The material beneath this line should be printed exactly, with its pictures omitted.

────────────────────

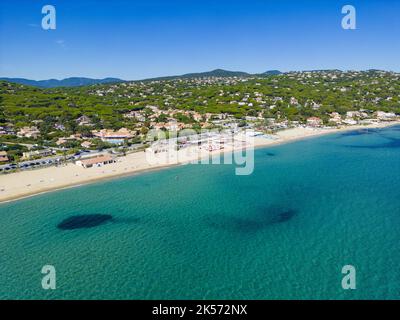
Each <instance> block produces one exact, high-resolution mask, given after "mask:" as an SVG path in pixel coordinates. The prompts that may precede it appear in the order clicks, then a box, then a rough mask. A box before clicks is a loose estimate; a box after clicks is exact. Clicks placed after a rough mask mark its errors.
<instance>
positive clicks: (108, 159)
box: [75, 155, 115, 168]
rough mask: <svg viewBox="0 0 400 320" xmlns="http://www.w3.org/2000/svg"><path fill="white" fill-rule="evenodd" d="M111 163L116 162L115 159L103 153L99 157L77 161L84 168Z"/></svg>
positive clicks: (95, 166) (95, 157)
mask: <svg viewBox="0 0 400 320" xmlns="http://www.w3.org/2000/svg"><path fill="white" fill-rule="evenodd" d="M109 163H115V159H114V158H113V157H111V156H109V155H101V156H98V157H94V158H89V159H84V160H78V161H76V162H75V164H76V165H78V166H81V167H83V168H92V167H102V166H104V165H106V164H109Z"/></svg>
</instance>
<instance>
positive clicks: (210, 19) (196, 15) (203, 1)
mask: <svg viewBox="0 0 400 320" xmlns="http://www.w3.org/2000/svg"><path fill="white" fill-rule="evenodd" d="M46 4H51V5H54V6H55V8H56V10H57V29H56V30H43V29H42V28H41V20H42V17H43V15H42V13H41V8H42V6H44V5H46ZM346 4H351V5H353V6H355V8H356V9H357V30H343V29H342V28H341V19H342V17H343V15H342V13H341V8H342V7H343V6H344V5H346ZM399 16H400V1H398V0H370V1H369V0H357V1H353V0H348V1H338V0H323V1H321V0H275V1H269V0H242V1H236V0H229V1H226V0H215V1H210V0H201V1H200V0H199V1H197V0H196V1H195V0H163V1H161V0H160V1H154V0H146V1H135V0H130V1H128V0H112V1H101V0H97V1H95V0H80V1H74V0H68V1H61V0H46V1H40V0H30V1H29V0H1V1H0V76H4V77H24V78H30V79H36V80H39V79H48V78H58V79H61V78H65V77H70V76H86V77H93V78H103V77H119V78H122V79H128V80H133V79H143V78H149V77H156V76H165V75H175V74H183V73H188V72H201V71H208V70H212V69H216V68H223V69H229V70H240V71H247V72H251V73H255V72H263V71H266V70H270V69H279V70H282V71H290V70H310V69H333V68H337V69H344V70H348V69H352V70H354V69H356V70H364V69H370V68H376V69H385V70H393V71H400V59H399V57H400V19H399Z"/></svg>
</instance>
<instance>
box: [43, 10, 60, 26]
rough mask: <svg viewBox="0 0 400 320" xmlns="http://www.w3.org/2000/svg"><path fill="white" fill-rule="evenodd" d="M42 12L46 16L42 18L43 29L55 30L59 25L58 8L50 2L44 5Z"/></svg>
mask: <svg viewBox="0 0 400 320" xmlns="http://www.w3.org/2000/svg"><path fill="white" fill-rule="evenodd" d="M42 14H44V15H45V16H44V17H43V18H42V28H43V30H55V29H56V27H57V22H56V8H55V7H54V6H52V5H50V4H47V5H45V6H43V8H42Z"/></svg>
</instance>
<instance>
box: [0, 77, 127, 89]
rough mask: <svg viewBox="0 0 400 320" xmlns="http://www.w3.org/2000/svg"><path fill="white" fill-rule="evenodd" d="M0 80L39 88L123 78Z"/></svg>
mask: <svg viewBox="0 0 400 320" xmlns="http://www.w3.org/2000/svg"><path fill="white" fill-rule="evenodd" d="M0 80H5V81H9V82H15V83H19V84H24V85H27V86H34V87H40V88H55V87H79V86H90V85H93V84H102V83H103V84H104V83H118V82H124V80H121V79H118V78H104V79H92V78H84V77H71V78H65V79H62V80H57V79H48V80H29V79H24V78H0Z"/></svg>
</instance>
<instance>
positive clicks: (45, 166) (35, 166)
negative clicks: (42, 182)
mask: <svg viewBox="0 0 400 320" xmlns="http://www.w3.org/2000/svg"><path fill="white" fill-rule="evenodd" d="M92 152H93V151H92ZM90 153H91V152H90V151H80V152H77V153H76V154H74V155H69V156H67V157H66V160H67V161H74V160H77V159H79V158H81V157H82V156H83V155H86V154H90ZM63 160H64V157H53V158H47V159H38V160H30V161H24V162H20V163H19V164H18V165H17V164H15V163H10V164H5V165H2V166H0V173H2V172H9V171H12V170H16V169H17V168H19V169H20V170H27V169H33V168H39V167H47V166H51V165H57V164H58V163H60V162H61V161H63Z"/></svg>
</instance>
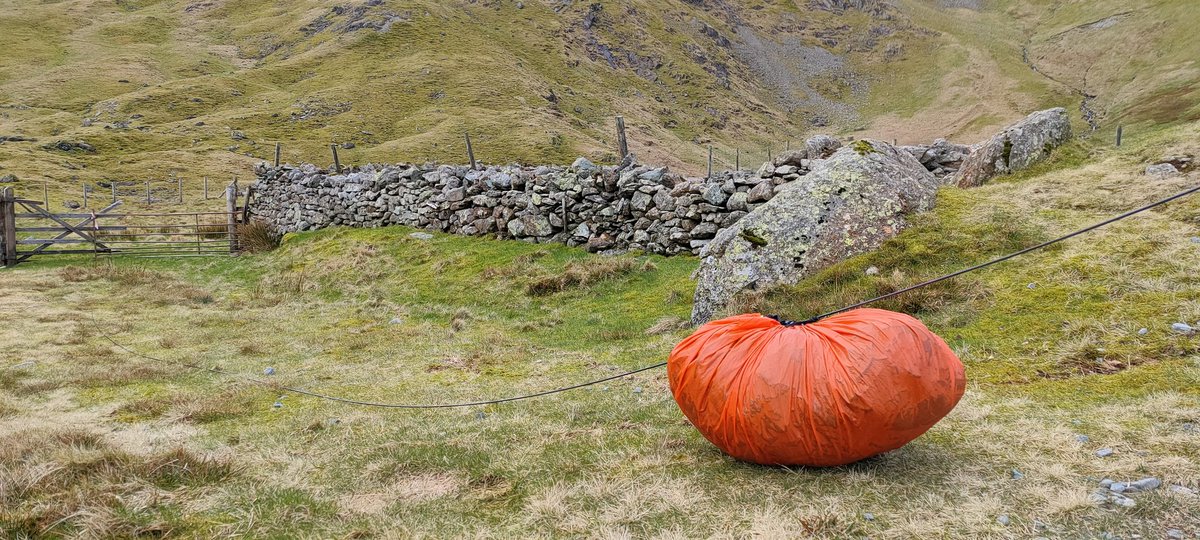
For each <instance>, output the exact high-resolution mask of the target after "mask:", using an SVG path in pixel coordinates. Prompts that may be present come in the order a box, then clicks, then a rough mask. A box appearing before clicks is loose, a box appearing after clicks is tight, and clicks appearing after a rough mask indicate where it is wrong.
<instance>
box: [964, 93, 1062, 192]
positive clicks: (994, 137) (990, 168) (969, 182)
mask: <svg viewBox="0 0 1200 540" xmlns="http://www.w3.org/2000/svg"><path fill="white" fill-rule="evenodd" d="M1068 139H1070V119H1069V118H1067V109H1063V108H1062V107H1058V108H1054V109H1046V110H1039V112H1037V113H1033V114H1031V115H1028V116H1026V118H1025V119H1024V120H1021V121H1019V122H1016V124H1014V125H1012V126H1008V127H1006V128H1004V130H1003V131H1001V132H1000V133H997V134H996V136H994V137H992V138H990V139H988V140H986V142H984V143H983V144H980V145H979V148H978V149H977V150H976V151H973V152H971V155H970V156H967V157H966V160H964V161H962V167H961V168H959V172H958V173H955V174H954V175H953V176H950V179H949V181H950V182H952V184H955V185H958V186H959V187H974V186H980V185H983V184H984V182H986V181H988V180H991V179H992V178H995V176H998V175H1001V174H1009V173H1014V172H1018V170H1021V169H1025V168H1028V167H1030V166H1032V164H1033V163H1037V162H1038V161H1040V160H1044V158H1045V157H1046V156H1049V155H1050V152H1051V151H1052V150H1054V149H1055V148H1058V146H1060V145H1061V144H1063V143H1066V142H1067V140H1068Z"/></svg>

────────────────────

[ANSWER TO THIS EXERCISE]
Each <instance> block produces one exact, high-resolution mask, given after "mask:" as an SVG path in pixel coordinates. The prompts that may precede it appear in the order clicks, then a box, then a rough mask. A box before clicks is a loose estimate; a box after clicks is exact. Clicks placed after a rough mask mark its errors.
<instance>
positive clicks: (108, 159)
box: [75, 155, 115, 168]
rough mask: <svg viewBox="0 0 400 320" xmlns="http://www.w3.org/2000/svg"><path fill="white" fill-rule="evenodd" d="M111 163L116 162L115 159L103 153L99 157L77 161L84 168Z"/></svg>
positive clicks: (95, 166) (95, 157)
mask: <svg viewBox="0 0 400 320" xmlns="http://www.w3.org/2000/svg"><path fill="white" fill-rule="evenodd" d="M109 163H115V159H114V158H113V157H111V156H109V155H101V156H98V157H94V158H89V159H84V160H78V161H76V162H75V164H76V165H78V166H81V167H83V168H92V167H102V166H104V165H106V164H109Z"/></svg>
</instance>
<instance>
positive clicks: (210, 19) (196, 15) (203, 1)
mask: <svg viewBox="0 0 400 320" xmlns="http://www.w3.org/2000/svg"><path fill="white" fill-rule="evenodd" d="M46 4H51V5H54V6H55V8H56V10H57V29H56V30H43V29H42V28H41V20H42V17H43V15H42V13H41V8H42V6H44V5H46ZM346 4H351V5H353V6H355V8H356V9H357V30H343V29H342V28H341V19H342V17H343V15H342V13H341V8H342V7H343V6H344V5H346ZM399 16H400V1H398V0H370V1H369V0H357V1H353V0H348V1H338V0H323V1H321V0H275V1H269V0H242V1H236V0H229V1H226V0H215V1H210V0H201V1H200V0H199V1H197V0H196V1H195V0H163V1H161V0H160V1H154V0H146V1H135V0H130V1H128V0H112V1H101V0H97V1H95V0H80V1H74V0H68V1H61V0H46V1H40V0H30V1H29V0H1V1H0V76H4V77H24V78H30V79H36V80H39V79H48V78H58V79H61V78H65V77H70V76H86V77H93V78H103V77H119V78H122V79H128V80H133V79H143V78H149V77H156V76H165V75H175V74H183V73H188V72H201V71H208V70H212V69H216V68H223V69H229V70H240V71H247V72H251V73H255V72H263V71H266V70H270V69H279V70H282V71H290V70H310V69H333V68H337V69H344V70H348V69H352V70H354V69H356V70H364V69H370V68H376V69H385V70H393V71H400V59H399V57H400V19H399Z"/></svg>
</instance>
<instance>
box: [43, 10, 60, 26]
rough mask: <svg viewBox="0 0 400 320" xmlns="http://www.w3.org/2000/svg"><path fill="white" fill-rule="evenodd" d="M42 12L46 16L42 18L43 29L55 30L59 25L58 8L50 2L44 5Z"/></svg>
mask: <svg viewBox="0 0 400 320" xmlns="http://www.w3.org/2000/svg"><path fill="white" fill-rule="evenodd" d="M42 14H44V15H45V16H44V17H43V18H42V28H43V30H55V29H56V27H57V22H56V8H55V7H54V6H52V5H50V4H47V5H45V6H43V8H42Z"/></svg>
</instance>
<instance>
box: [0, 77, 127, 89]
rough mask: <svg viewBox="0 0 400 320" xmlns="http://www.w3.org/2000/svg"><path fill="white" fill-rule="evenodd" d="M0 80L39 88L123 78Z"/></svg>
mask: <svg viewBox="0 0 400 320" xmlns="http://www.w3.org/2000/svg"><path fill="white" fill-rule="evenodd" d="M0 80H5V81H9V82H15V83H19V84H24V85H27V86H34V87H40V88H55V87H79V86H90V85H93V84H102V83H103V84H104V83H118V82H124V80H121V79H118V78H104V79H92V78H84V77H71V78H65V79H62V80H57V79H48V80H29V79H24V78H0Z"/></svg>
</instance>
<instance>
positive clicks: (45, 166) (35, 166)
negative clicks: (42, 182)
mask: <svg viewBox="0 0 400 320" xmlns="http://www.w3.org/2000/svg"><path fill="white" fill-rule="evenodd" d="M92 152H93V151H92ZM90 153H91V152H90V151H80V152H77V153H76V154H74V155H69V156H67V157H66V160H67V161H74V160H77V159H79V158H81V157H82V156H83V155H86V154H90ZM63 160H64V157H53V158H47V159H38V160H30V161H24V162H20V163H19V164H18V165H17V164H15V163H10V164H5V165H2V166H0V173H2V172H9V171H12V170H16V169H17V168H19V169H20V170H27V169H33V168H39V167H47V166H51V165H57V164H58V163H60V162H61V161H63Z"/></svg>
</instance>
For each <instance>, output the exact high-resolution mask of the target after "mask:", using an SVG path in pixel coordinates. Prompts that may be present come in the order a box, then clicks, then a rough mask. A box appearing before clicks is loose, a box appearing after clicks is tight, and clicks appearing after a rough mask indicate where it is wrong.
<instance>
box: [964, 93, 1062, 192]
positive clicks: (994, 137) (990, 168) (969, 182)
mask: <svg viewBox="0 0 1200 540" xmlns="http://www.w3.org/2000/svg"><path fill="white" fill-rule="evenodd" d="M1068 139H1070V119H1069V118H1067V109H1063V108H1062V107H1058V108H1054V109H1046V110H1039V112H1037V113H1033V114H1031V115H1028V116H1026V118H1025V119H1024V120H1021V121H1019V122H1016V124H1014V125H1012V126H1008V127H1006V128H1004V130H1003V131H1001V132H1000V133H997V134H996V136H994V137H992V138H990V139H988V140H986V142H984V143H983V144H980V145H979V148H978V149H977V150H976V151H973V152H971V155H970V156H967V157H966V160H964V161H962V167H961V168H959V172H958V173H955V174H954V175H953V176H950V179H949V181H950V182H952V184H955V185H958V186H959V187H974V186H980V185H983V184H984V182H986V181H988V180H991V179H992V178H995V176H998V175H1001V174H1009V173H1014V172H1018V170H1021V169H1025V168H1028V167H1030V166H1032V164H1033V163H1037V162H1038V161H1040V160H1044V158H1045V157H1046V156H1049V155H1050V152H1051V151H1052V150H1054V149H1055V148H1058V146H1060V145H1061V144H1063V143H1066V142H1067V140H1068Z"/></svg>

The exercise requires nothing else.